Task to carry out: Down to the last line, output the records below exactly.

Provided entries:
......

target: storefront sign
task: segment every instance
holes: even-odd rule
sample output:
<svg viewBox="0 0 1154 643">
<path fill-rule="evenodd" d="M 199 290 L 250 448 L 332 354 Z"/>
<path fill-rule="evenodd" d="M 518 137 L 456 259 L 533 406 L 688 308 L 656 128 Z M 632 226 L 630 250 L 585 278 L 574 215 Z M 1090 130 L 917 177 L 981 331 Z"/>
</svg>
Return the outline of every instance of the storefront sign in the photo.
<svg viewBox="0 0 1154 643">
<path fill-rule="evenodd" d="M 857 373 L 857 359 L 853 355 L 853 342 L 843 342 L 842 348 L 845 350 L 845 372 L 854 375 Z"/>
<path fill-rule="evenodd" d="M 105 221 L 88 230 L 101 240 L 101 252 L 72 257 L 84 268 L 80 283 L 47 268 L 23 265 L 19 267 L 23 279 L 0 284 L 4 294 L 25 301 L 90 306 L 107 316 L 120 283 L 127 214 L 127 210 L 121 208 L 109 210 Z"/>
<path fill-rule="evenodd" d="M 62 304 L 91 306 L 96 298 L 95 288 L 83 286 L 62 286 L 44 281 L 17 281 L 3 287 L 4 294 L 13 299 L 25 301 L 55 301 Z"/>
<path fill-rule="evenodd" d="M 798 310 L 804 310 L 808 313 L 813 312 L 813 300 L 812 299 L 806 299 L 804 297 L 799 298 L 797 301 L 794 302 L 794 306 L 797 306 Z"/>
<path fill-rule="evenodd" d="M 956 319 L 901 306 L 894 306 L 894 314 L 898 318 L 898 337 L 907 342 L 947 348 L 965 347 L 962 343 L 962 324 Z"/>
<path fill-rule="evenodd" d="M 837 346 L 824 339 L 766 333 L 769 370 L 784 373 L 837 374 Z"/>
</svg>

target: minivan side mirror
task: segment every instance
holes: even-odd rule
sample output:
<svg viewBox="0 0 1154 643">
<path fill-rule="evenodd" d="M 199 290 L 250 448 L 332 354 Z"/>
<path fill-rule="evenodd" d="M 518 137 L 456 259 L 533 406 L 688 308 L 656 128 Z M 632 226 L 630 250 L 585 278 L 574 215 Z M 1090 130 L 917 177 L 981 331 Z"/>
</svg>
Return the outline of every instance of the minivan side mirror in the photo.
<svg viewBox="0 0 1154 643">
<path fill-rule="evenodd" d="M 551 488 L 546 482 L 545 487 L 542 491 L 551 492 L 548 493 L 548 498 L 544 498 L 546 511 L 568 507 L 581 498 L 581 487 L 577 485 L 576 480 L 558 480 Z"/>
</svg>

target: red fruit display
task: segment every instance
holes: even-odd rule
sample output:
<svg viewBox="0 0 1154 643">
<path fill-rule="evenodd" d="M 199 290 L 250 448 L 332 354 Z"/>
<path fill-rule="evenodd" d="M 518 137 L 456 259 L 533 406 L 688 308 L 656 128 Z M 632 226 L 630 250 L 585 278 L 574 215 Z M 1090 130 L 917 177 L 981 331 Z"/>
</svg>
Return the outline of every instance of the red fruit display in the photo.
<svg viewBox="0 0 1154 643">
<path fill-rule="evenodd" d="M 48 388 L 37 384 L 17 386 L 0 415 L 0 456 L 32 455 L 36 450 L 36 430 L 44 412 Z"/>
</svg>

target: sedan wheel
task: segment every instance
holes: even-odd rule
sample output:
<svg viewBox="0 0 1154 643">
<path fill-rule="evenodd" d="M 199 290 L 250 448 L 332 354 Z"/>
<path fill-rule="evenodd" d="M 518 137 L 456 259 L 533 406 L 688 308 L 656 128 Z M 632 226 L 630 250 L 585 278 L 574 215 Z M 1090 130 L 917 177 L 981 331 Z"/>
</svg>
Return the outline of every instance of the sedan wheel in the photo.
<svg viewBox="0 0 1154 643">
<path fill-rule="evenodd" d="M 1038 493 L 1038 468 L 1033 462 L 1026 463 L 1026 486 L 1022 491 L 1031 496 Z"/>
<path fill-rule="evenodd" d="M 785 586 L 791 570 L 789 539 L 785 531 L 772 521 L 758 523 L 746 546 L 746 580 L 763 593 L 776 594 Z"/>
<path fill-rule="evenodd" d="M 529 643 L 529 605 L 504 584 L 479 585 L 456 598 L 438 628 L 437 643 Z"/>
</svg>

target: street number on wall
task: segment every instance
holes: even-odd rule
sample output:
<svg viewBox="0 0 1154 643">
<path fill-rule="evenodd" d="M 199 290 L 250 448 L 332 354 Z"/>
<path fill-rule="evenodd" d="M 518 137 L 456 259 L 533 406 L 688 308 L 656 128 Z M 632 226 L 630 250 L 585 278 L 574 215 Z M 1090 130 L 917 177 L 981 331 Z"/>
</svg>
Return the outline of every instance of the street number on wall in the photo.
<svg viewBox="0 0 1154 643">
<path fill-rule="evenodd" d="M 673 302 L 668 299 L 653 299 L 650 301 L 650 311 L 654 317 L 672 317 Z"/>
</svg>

......

Exercise solution:
target: storefront sign
task: segment every instance
holes: even-odd rule
sample output:
<svg viewBox="0 0 1154 643">
<path fill-rule="evenodd" d="M 199 290 L 250 448 L 332 354 Z"/>
<path fill-rule="evenodd" d="M 518 137 L 456 259 L 533 406 L 688 308 L 656 128 Z M 632 226 L 630 250 L 585 278 L 574 215 Z M 1090 130 L 917 177 L 981 331 Z"/>
</svg>
Return the outline of every instance of the storefront sign in the photo.
<svg viewBox="0 0 1154 643">
<path fill-rule="evenodd" d="M 857 373 L 857 359 L 853 355 L 853 342 L 843 342 L 842 348 L 845 350 L 845 372 L 854 375 Z"/>
<path fill-rule="evenodd" d="M 105 221 L 88 230 L 101 240 L 101 252 L 72 257 L 84 268 L 80 283 L 47 268 L 23 265 L 19 267 L 23 279 L 0 284 L 4 294 L 25 301 L 90 306 L 107 316 L 120 283 L 127 214 L 127 210 L 121 208 L 109 210 Z"/>
<path fill-rule="evenodd" d="M 62 304 L 91 306 L 96 298 L 95 288 L 83 286 L 62 286 L 44 281 L 17 281 L 3 287 L 4 294 L 13 299 L 25 301 L 55 301 Z"/>
<path fill-rule="evenodd" d="M 798 310 L 804 310 L 808 313 L 813 312 L 813 300 L 812 299 L 806 299 L 804 297 L 799 298 L 797 301 L 794 302 L 794 306 L 797 306 Z"/>
<path fill-rule="evenodd" d="M 956 319 L 901 306 L 894 306 L 894 314 L 898 318 L 898 337 L 907 342 L 947 348 L 965 347 L 962 343 L 962 324 Z"/>
<path fill-rule="evenodd" d="M 837 346 L 824 339 L 766 333 L 769 370 L 784 373 L 837 374 Z"/>
</svg>

target: minivan side mirror
task: segment every instance
holes: even-odd rule
sample output:
<svg viewBox="0 0 1154 643">
<path fill-rule="evenodd" d="M 199 290 L 250 448 L 332 354 Z"/>
<path fill-rule="evenodd" d="M 518 137 L 456 259 L 533 406 L 688 308 L 656 128 Z M 632 226 L 630 250 L 585 278 L 574 215 Z M 1090 130 L 917 177 L 981 331 Z"/>
</svg>
Return the outline of every instance of the minivan side mirror in the photo.
<svg viewBox="0 0 1154 643">
<path fill-rule="evenodd" d="M 551 488 L 546 482 L 545 487 L 542 491 L 551 492 L 548 493 L 548 498 L 544 498 L 546 511 L 568 507 L 581 498 L 581 487 L 577 485 L 576 480 L 558 480 Z"/>
</svg>

target: red fruit display
task: segment every instance
holes: even-odd rule
sample output:
<svg viewBox="0 0 1154 643">
<path fill-rule="evenodd" d="M 199 290 L 250 448 L 332 354 Z"/>
<path fill-rule="evenodd" d="M 518 137 L 456 259 L 533 406 L 688 308 L 656 128 Z M 632 226 L 630 250 L 585 278 L 574 215 Z M 1090 130 L 917 177 L 981 331 Z"/>
</svg>
Return the outline of every instance of the red fruit display in the photo.
<svg viewBox="0 0 1154 643">
<path fill-rule="evenodd" d="M 48 388 L 37 384 L 17 386 L 0 415 L 0 456 L 32 455 L 36 450 L 36 430 L 44 412 Z"/>
</svg>

target: sedan wheel
task: segment every instance
holes: even-odd rule
sample output:
<svg viewBox="0 0 1154 643">
<path fill-rule="evenodd" d="M 199 290 L 250 448 L 332 354 Z"/>
<path fill-rule="evenodd" d="M 518 137 L 456 259 L 533 406 L 688 308 L 656 128 Z M 632 226 L 630 250 L 585 278 L 574 215 Z M 1090 130 L 917 177 L 981 331 Z"/>
</svg>
Return the outline of every instance of the sedan wheel in the photo.
<svg viewBox="0 0 1154 643">
<path fill-rule="evenodd" d="M 1038 493 L 1038 468 L 1033 462 L 1026 463 L 1026 486 L 1022 491 L 1031 496 Z"/>
<path fill-rule="evenodd" d="M 785 586 L 791 570 L 789 539 L 785 531 L 772 521 L 758 523 L 746 546 L 746 580 L 763 593 L 776 594 Z"/>
<path fill-rule="evenodd" d="M 529 643 L 529 605 L 504 584 L 479 585 L 456 598 L 438 628 L 437 643 Z"/>
</svg>

target: street number on wall
task: segment every instance
holes: even-odd rule
sample output:
<svg viewBox="0 0 1154 643">
<path fill-rule="evenodd" d="M 199 290 L 250 448 L 332 354 Z"/>
<path fill-rule="evenodd" d="M 518 137 L 456 259 L 533 406 L 688 308 L 656 128 Z M 632 226 L 630 250 L 585 278 L 574 215 Z M 1090 130 L 917 177 L 981 331 Z"/>
</svg>
Return the outline of every instance of the street number on wall in the photo.
<svg viewBox="0 0 1154 643">
<path fill-rule="evenodd" d="M 673 302 L 668 299 L 653 299 L 650 301 L 650 311 L 654 317 L 672 317 Z"/>
</svg>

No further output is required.